Records drawn from a dataset:
********************
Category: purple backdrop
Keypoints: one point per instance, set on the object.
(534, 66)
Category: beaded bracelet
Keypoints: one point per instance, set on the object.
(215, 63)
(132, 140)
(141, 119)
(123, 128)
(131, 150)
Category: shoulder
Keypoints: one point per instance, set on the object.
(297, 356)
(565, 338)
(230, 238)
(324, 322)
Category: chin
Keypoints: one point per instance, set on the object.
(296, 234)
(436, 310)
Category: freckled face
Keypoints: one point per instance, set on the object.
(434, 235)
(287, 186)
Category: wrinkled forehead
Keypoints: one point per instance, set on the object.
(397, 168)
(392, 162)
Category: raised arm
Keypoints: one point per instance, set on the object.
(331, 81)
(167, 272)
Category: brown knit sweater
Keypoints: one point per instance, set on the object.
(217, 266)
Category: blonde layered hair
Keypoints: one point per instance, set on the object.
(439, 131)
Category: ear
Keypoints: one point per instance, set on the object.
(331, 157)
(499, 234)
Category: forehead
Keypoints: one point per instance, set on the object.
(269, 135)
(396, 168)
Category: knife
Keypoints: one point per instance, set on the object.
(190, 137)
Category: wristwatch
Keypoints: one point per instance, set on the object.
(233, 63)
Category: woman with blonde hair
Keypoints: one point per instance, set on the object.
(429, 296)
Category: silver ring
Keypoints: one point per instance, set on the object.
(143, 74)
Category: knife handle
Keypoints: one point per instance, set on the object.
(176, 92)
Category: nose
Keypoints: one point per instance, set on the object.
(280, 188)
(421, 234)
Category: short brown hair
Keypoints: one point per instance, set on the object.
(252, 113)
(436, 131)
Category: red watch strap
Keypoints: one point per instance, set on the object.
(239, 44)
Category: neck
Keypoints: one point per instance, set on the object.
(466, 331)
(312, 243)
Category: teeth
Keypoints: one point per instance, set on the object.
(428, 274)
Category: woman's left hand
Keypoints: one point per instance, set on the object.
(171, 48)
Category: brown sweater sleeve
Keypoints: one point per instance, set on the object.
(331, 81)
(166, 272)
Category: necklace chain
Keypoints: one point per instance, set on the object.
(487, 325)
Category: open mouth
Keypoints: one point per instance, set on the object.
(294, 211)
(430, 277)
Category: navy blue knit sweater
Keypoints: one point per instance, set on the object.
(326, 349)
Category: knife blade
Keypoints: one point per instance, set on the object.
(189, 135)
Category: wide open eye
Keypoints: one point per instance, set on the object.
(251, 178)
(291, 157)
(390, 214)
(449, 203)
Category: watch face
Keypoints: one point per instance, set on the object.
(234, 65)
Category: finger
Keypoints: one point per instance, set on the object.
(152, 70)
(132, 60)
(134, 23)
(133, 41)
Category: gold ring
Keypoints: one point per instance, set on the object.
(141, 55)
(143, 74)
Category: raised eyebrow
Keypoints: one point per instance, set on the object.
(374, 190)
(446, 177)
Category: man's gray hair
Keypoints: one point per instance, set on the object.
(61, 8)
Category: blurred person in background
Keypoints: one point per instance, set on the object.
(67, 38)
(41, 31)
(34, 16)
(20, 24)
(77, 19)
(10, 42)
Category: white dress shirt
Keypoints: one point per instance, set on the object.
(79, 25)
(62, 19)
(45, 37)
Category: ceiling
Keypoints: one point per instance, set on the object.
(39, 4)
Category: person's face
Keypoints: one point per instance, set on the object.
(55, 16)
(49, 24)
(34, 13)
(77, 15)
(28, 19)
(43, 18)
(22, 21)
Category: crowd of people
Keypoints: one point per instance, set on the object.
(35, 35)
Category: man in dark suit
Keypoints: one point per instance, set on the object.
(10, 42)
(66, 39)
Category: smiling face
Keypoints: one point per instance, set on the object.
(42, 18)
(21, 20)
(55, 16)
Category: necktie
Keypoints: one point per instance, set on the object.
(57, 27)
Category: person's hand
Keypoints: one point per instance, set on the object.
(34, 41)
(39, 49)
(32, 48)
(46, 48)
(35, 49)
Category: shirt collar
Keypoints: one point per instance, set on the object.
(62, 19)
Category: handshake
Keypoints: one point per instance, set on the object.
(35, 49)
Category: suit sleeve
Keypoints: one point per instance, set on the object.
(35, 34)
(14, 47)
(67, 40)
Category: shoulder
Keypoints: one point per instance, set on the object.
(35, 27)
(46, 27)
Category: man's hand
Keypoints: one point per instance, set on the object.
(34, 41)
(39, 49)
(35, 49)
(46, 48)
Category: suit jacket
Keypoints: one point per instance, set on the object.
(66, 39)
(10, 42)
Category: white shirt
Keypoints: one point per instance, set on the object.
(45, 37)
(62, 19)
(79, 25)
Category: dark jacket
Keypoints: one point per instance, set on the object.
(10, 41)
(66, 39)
********************
PROBLEM DESCRIPTION:
The records must be reproduced in full. Nothing should differ.

FINISHED TASK:
Category: purple backdrop
Keypoints: one point per instance, set on the object.
(534, 66)
Category: beaded bracelet
Keypoints: one point per instance, set on the object.
(215, 63)
(132, 140)
(141, 119)
(123, 128)
(131, 150)
Category: shoulder
Keypoints: one point per instance, set on the object.
(297, 356)
(565, 338)
(230, 238)
(324, 322)
Category: chin
Keypoints: one point per instance, set on the object.
(296, 234)
(436, 310)
Category: freckled face
Keypoints: one point per instance, set on the object.
(434, 235)
(287, 186)
Category: wrinkled forehead
Keypoints: one point per instance, set on the object.
(397, 168)
(392, 162)
Category: raised arm
Keypoints: one point per instance, set on the object.
(331, 81)
(167, 272)
Category: brown knit sweater
Keypoints: one point per instance, set on the object.
(217, 266)
Category: blonde layered hair
Keypoints: one point per instance, set on the object.
(439, 131)
Category: ear
Keypoints: one point per instance, set on the object.
(331, 157)
(499, 234)
Category: forehead
Keypoints: one point per instance, set on the object.
(269, 135)
(396, 168)
Category: knife
Keypoints: one point per instance, set on the object.
(190, 137)
Category: wristwatch
Keypoints: one point per instance, set on the object.
(233, 63)
Category: woman with blonde hair
Keypoints: one point per instance, set on the object.
(429, 296)
Category: silver ring
Keypoints: one point per instance, set on the object.
(143, 74)
Category: knife handle
Keypoints: one point per instance, set on the object.
(176, 92)
Category: nose
Keypoints: one point per instance, set on the object.
(280, 188)
(421, 234)
Category: short brown hair
Keypoints: one point per instance, set on the object.
(252, 113)
(436, 131)
Category: red watch strap
Keypoints: one point per instance, set on the object.
(239, 44)
Category: neck
Keypoints: one point per instance, set on the object.
(466, 331)
(312, 243)
Category: teeth
Keypoints: one point per instance, set on the object.
(428, 274)
Category: woman's left hand
Keypoints: one point per instance, set on the object.
(171, 48)
Category: brown sweater sleeve
Keypoints: one point per instance, set on the object.
(331, 81)
(166, 272)
Category: necklace chain
Keypoints: one point per instance, set on the object.
(487, 325)
Category: open mouth
Keypoints: one point per instance, set on the object.
(294, 211)
(430, 277)
Category: navy blue knit sweater
Keypoints: one point per instance, set on the object.
(326, 349)
Category: knife blade
Keypoints: one point per instance, set on the object.
(189, 135)
Category: wide open eye
Keypoints: one point per instance, set on the object.
(251, 178)
(291, 157)
(390, 214)
(449, 203)
Category: watch face
Keypoints: one point per instance, set on the object.
(234, 65)
Category: finger
Keypoints: one point per instance, set on the object.
(152, 70)
(132, 60)
(134, 23)
(133, 41)
Category: gold ring
Keypoints: one point per instance, set on the object.
(141, 55)
(143, 74)
Category: raised eyebrow
Keypoints: one point per instance, set on the object.
(374, 190)
(446, 177)
Category: man's gray hair
Keypoints: one point per instance, set on the object.
(61, 8)
Category: blurred person in background
Keypoints: one point per instance, set on the object.
(67, 38)
(41, 31)
(34, 16)
(20, 24)
(77, 19)
(10, 42)
Category: white dress shirt
Keypoints: one point per instance, set on the object.
(79, 25)
(62, 19)
(45, 37)
Category: ceiling
Keypoints: one point per instance, set on the object.
(39, 4)
Category: person's face
Keypoints: one point per instance, set on the object.
(55, 16)
(49, 24)
(34, 13)
(77, 15)
(28, 19)
(43, 18)
(22, 21)
Category: crowd of people
Keypoints: one point per instance, set on the object.
(35, 35)
Category: man in dark suit
Keypoints: one point per instance, set on the object.
(10, 42)
(66, 39)
Category: smiling face
Keypoints: one point per instance, set on the object.
(42, 18)
(21, 20)
(55, 16)
Category: necktie
Keypoints: one point per instance, set on the object.
(57, 27)
Category: person's hand
Keypoints: one point per instance, set on the object.
(34, 41)
(39, 49)
(32, 48)
(46, 48)
(35, 49)
Category: shirt collar
Keypoints: one point per instance, set on the object.
(62, 19)
Category: handshake
Keypoints: one point per instance, set on the object.
(35, 49)
Category: suit sleeve
Keypoints: one point per instance, set on the object.
(35, 34)
(14, 47)
(67, 40)
Category: shoulder
Keypoints: one point per instance, set on the object.
(35, 27)
(46, 27)
Category: man's hand
Keypoints: one point per instance, set on the object.
(34, 41)
(39, 49)
(35, 49)
(46, 48)
Category: suit jacket
Keypoints: one point per instance, set on the object.
(66, 39)
(10, 42)
Category: white shirt
Keypoints: one point per instance, set on the object.
(45, 37)
(62, 19)
(79, 25)
Category: dark jacket
Keypoints: one point per instance, set on the object.
(10, 41)
(66, 39)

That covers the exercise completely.